Segment Open

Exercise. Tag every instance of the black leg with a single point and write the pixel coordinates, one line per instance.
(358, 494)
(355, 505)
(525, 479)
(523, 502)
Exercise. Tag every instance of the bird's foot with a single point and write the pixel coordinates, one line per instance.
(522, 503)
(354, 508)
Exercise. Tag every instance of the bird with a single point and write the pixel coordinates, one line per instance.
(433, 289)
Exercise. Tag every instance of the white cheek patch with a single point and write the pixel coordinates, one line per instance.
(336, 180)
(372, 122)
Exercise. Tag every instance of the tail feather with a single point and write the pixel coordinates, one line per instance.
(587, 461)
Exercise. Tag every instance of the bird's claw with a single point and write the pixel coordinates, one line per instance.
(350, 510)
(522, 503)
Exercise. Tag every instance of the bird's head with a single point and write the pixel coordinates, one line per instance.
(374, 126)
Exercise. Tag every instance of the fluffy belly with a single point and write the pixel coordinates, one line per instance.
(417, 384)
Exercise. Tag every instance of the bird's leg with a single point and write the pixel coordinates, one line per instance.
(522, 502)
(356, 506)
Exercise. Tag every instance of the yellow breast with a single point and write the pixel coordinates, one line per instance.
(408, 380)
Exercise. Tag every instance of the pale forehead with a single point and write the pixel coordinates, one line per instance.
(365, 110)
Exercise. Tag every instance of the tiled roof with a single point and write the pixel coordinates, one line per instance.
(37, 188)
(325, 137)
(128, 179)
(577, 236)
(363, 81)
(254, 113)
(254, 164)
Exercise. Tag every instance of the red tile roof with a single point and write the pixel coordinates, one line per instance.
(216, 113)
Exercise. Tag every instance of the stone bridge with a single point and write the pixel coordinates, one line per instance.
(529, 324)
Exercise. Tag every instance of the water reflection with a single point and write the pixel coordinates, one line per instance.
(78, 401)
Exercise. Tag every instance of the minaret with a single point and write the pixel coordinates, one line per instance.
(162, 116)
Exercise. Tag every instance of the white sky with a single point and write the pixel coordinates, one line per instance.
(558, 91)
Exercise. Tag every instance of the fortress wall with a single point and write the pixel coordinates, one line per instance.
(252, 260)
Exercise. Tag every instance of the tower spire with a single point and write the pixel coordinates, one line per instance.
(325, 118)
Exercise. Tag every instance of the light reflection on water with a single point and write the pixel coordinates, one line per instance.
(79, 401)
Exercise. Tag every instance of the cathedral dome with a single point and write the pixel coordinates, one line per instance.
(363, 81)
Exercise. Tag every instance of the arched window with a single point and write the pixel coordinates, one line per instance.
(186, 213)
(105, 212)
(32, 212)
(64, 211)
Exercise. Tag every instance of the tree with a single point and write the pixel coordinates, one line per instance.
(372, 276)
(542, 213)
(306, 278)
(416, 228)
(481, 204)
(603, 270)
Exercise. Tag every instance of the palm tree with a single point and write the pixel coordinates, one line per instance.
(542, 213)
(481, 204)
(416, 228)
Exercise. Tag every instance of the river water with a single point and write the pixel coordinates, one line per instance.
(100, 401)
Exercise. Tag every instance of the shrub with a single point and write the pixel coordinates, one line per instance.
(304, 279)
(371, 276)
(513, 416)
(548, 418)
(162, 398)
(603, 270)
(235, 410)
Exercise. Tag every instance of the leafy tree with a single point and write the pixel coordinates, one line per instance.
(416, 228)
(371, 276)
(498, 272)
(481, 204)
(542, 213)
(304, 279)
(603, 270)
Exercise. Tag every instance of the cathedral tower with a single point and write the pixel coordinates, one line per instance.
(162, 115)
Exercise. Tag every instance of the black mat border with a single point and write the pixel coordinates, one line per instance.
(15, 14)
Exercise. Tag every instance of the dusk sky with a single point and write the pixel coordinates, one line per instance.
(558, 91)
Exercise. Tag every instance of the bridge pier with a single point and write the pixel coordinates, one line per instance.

Segment Closed
Segment Open

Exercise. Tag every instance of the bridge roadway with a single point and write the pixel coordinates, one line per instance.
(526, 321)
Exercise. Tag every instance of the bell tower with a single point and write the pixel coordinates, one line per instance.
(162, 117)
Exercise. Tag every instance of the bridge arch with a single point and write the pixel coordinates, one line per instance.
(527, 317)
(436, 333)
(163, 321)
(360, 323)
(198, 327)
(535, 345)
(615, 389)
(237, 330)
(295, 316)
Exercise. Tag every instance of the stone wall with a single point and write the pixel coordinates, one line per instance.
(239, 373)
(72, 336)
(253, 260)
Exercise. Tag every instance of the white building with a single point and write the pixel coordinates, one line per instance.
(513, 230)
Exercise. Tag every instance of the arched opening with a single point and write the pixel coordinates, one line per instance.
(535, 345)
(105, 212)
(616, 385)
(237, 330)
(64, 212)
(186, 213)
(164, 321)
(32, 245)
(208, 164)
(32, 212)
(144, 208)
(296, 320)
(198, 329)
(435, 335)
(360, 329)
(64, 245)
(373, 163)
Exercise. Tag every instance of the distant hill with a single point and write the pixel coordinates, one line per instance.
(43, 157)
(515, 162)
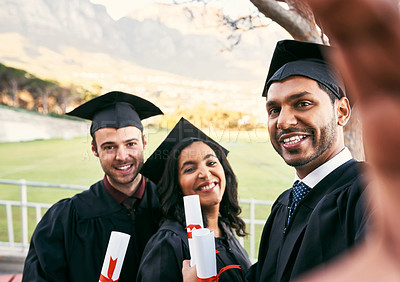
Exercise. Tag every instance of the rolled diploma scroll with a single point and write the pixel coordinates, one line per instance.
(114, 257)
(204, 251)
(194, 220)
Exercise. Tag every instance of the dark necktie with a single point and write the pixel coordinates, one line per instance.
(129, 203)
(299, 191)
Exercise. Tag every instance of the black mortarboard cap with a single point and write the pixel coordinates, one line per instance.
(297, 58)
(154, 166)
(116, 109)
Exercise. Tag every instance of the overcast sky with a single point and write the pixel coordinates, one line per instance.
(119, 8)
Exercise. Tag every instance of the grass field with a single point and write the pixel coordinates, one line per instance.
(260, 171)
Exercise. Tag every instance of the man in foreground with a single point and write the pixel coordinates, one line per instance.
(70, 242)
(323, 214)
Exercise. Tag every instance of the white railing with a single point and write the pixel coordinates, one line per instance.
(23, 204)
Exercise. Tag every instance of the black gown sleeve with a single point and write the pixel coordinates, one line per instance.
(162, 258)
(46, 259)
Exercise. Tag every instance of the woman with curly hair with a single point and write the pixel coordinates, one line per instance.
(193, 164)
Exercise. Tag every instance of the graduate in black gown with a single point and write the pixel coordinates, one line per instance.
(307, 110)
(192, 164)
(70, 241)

Segment Closed
Segment Open

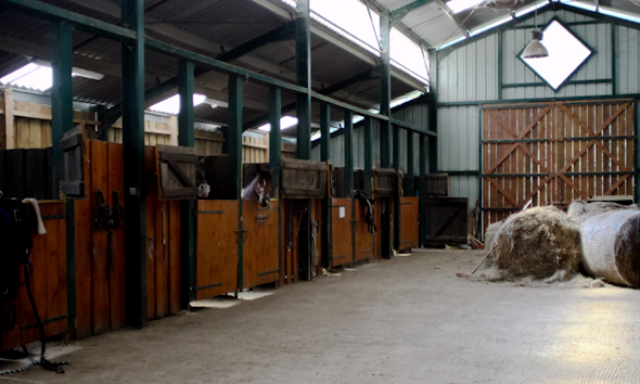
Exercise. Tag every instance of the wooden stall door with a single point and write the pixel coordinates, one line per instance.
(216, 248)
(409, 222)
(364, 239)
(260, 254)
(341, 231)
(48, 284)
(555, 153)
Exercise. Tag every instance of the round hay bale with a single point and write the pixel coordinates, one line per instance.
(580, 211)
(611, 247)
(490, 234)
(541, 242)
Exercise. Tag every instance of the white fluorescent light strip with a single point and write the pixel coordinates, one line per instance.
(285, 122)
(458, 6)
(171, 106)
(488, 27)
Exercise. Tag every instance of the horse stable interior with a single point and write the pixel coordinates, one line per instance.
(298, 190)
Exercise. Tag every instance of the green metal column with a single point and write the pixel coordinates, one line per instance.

Segment Closed

- _Problem details_
Which lines above run from the one containing "Exercise. Tag every instance of the cathedral dome" to the one containing "Exercise. Tag every instance of the bridge pier"? Give them again exactly, both ends included.

- _Result below_
Exercise. Tag every instance of the cathedral dome with a single point and write the pixel coordinates, one line per instance.
(363, 81)
Exercise. Tag every instance of the arched window with a single point and write the pixel coordinates, one line per instance.
(186, 213)
(105, 212)
(32, 212)
(64, 211)
Exercise. Tag every instance of the tree with a single point and write the pixel coordinates, one line per instance.
(372, 276)
(542, 213)
(306, 278)
(416, 228)
(481, 204)
(603, 270)
Exercise. Tag every instance of the palm tree with a single point and write the pixel coordinates, one line per instance.
(542, 213)
(481, 204)
(416, 228)
Exercise. Tag every instance of the river water with a single point and write the pixel coordinates, one line per instance.
(100, 401)
Exercise. Tag every instance of the shrub with a single point and write the pixel coordinates, one line per instance.
(304, 279)
(371, 276)
(513, 416)
(548, 418)
(162, 398)
(603, 270)
(235, 410)
Exercise. Tag every instance of the leafy tree with a single point and write the pixel coordinates, one line per instance.
(416, 228)
(371, 276)
(498, 272)
(481, 204)
(542, 213)
(304, 279)
(603, 270)
Exercise. Tag every instance of the cathedral tower with a single point and write the pixel coordinates, one line per instance.
(162, 115)
Exercise. Tag every instance of the black mat border with a single point and write the pixel coordinates, one line per instance.
(15, 14)
Exercise. Tag every instance of the dusk sky with a single point and write the pixel coordinates, one line per instance.
(558, 91)
Exercise. Tag every instance of the bridge pier with a single point and write the pixel coordinates, one line per instance.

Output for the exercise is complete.